- Materials provided
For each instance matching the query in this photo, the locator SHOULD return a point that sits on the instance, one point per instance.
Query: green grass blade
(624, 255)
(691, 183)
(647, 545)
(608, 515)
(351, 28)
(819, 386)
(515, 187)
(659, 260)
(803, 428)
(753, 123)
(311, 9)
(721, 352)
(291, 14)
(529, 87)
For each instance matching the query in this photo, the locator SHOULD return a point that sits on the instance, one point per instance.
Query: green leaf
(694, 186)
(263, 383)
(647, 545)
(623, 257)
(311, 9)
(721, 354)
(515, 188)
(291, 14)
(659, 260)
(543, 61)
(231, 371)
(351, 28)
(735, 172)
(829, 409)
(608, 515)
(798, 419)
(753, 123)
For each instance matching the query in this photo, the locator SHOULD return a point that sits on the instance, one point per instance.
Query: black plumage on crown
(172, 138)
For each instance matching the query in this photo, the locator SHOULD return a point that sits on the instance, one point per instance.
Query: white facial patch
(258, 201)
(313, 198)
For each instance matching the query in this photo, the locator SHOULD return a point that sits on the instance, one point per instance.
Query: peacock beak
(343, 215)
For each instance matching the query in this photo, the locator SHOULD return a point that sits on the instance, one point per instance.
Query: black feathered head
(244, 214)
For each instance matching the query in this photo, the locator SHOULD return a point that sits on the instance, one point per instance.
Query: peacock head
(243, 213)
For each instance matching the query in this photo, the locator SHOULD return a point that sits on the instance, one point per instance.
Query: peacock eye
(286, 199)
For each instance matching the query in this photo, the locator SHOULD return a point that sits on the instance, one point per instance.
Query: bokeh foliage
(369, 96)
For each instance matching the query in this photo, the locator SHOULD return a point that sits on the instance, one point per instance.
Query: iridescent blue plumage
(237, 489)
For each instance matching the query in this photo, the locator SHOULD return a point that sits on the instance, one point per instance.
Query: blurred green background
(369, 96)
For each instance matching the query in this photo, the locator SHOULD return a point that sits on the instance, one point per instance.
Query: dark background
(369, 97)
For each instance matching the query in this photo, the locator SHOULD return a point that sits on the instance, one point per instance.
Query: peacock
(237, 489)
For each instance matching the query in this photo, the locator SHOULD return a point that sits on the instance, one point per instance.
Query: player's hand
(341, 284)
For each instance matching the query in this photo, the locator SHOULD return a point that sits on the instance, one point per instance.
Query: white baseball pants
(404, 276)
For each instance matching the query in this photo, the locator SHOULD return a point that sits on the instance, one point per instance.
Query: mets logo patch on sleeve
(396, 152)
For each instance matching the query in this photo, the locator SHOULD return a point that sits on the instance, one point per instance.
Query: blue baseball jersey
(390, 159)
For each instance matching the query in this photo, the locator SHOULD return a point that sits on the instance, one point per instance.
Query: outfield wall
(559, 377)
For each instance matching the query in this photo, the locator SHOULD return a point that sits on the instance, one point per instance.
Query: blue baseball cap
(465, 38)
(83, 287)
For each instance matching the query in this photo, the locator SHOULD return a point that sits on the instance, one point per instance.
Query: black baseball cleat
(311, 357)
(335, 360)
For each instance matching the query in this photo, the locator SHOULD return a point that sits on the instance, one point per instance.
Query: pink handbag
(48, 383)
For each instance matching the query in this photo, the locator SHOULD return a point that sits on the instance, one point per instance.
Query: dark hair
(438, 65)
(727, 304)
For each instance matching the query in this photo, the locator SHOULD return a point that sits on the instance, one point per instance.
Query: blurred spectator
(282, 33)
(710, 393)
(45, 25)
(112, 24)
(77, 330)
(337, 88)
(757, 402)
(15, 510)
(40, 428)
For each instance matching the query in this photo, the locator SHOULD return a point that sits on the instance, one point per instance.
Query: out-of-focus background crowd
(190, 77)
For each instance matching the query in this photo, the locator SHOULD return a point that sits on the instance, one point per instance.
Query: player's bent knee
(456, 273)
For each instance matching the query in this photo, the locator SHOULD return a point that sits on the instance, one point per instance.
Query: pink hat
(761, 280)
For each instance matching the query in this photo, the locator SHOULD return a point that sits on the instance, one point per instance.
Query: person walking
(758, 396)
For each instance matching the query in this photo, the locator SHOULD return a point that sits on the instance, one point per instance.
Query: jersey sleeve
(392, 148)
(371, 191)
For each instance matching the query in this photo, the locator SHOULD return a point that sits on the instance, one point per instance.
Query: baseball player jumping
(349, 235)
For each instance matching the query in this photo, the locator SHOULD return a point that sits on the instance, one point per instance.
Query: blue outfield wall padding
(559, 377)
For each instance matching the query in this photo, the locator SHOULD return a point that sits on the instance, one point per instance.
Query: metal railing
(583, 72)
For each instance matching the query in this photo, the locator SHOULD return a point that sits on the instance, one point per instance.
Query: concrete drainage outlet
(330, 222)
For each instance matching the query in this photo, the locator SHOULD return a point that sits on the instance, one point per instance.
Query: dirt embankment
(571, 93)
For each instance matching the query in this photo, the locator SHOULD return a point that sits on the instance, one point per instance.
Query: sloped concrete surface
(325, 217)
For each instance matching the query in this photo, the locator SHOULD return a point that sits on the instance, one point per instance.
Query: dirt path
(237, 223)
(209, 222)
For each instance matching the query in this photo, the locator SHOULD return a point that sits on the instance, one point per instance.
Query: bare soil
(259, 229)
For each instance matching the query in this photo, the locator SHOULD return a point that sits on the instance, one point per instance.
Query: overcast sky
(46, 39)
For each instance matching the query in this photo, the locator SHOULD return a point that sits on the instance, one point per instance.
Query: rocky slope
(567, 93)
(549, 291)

- The task
Retype the data exactly as given.

- Result of this exercise
For each instance matching the query in this photo, the locator SHOULD return a point that sits on the instance, one point per instance.
Query: green grass blade
(624, 255)
(691, 183)
(647, 545)
(608, 515)
(351, 28)
(819, 386)
(515, 187)
(659, 260)
(803, 428)
(753, 123)
(311, 9)
(721, 352)
(291, 14)
(529, 87)
For each instance matching the query in this photo, the locator SHOULD return a point that sits on the instance, one point per instance.
Query: green leaf
(694, 186)
(263, 383)
(647, 545)
(623, 257)
(311, 9)
(721, 354)
(515, 188)
(291, 14)
(659, 260)
(543, 61)
(231, 371)
(351, 28)
(735, 172)
(829, 409)
(608, 515)
(798, 419)
(753, 123)
For each instance matching the query in this photo, the locator SHOULD return a point that sits on the instance, one point per instance.
Query: black plumage on crown
(172, 138)
For each instance matching the query in this photo, the locator SHOULD return a point that sits on the instance, one point per instance.
Query: white facial patch
(258, 201)
(313, 198)
For each instance matching the query in this photo, the locator SHOULD return a point that sits on the instance, one point per instance.
Query: peacock beak
(343, 215)
For each instance matching the query in this photo, the locator SHOULD return a point that sits on the instance, one point per instance.
Query: black feathered head
(244, 214)
For each instance matching the query in this photo, the locator SHOULD return a point that sits on the instance, one point per instance.
Query: peacock head
(243, 213)
For each instance matching the query in this photo, the locator SHOULD return a point that sits on the instance, one point per instance.
Query: peacock eye
(286, 199)
For each instance matching the query in this photo, the locator SHOULD return a point that sits on the instance, one point per instance.
Query: bokeh foliage
(369, 96)
For each instance matching the query in this photo, the locator SHOULD return a point that sits on the instance, one point per instance.
Query: iridescent blue plumage
(237, 489)
For each instance matching the query in this photo, the locator SHOULD return a point that sits on the instance, one point per instance.
Query: blurred green background
(369, 96)
For each instance matching the query in this photo, the locator SHOULD return a point that sits on the instance, one point per instance.
Query: dark background
(369, 97)
For each instance matching the query in this photo, the locator SHOULD return a point that sits on the instance, one point per instance.
Query: peacock
(237, 489)
For each instance matching the query in this photo, the locator SHOULD return a point that sits on the instance, one point per instance.
Query: player's hand
(341, 284)
For each instance matching the query in this photo, the locator SHOULD return a point that sits on the instance, one point per instance.
Query: white baseball pants
(404, 276)
For each instance matching the query in this photo, the locator SHOULD return a point that sits on the instance, one point per instance.
Query: mets logo patch on sleeve
(396, 152)
For each instance matching the query in this photo, the locator SHOULD return a point that sits on the instance, one point per instance.
Query: blue baseball jersey
(390, 159)
For each instance matching the query in this photo, the locator SHOULD return a point that sits on the instance, one point per instance.
Query: outfield wall
(559, 377)
For each instance matching the query in this photo, the locator SHOULD return a point that sits on the instance, one point per instance.
Query: blue baseball cap
(465, 38)
(83, 287)
For each instance matching the query in this photo, the locator SHOULD return a point that sits on the instance, one point per instance.
Query: black baseball cleat
(311, 357)
(335, 360)
For each instance matching the query in this photo, the locator SHOULD return a point that sits on the instance, one point per instance.
Query: pink handbag
(48, 383)
For each instance matching the query in this photo, the locator SHOULD return a point that sits on the instance, one point per instance.
Query: dark hair
(438, 65)
(727, 304)
For each instance matching the query in this photo, the locator SHOULD return a point that sits on the instance, one point per instance.
Query: blurred spectator
(282, 33)
(710, 393)
(45, 25)
(112, 24)
(77, 330)
(337, 88)
(757, 402)
(15, 510)
(40, 428)
For each instance matching the query in this photo, the locator SHOULD return a point that sits on the instance, one point per instance.
Query: out-of-focus background crowd
(190, 77)
For each instance matching the query in this photo, the locator SHOULD return a point that sits on the instance, one point per instance.
Query: player's bent knee
(456, 273)
For each instance matching the query in this photo, the locator SHOULD return a point that sits on the instance, one point per instance.
Query: pink hat
(761, 280)
For each instance matching the query in this photo, the locator SHOULD return a point that sits on the instance, one point per instance.
Query: person walking
(758, 396)
For each instance matching the query in this photo, the locator SHOULD return a point that sits on the instance, one point per instance.
Query: jersey sleeve
(392, 148)
(371, 191)
For each instance matching the query in this photo, the locator SHOULD return a point that sits on the instance, one point per instance.
Query: baseball player jumping
(349, 235)
For each instance matching the query in this photo, the locator SHOULD return a point that sits on the instance, one point per instance.
Query: blue outfield wall padding
(559, 377)
For each instance matching the query in this photo, the locator SHOULD return a point that sits on the instance, one point per instance.
Query: metal railing
(583, 72)
For each instance matching the query in this photo, the locator SHOULD return a point that sits on the instance, one point per instance.
Query: concrete drainage outlet
(330, 222)
For each instance matching the query in this photo, the locator SHOULD return a point that sits on the instance, one point per instance.
Query: dirt embankment
(571, 93)
For each instance matching the query in this photo, the locator SHOULD return a point that sits on the instance, one point per instance.
Query: sloped concrete surface
(325, 217)
For each instance matching the query in this photo, the locator SHOULD return a point that sits on the instance, one point per instance.
Query: dirt path
(237, 223)
(209, 222)
For each instance matching the query in this photo, the locator SHOULD return a point that sits on the instance, one point per instance.
Query: bare soil
(259, 229)
For each instance matching the query in this photo, the locator SHOULD return a point that sits on the instance, one point per instance.
Query: overcast sky
(46, 39)
For each instance matching the query in this photo, the locator SHOULD return a point that sits on the instance, one point per instance.
Query: rocky slope
(567, 93)
(549, 291)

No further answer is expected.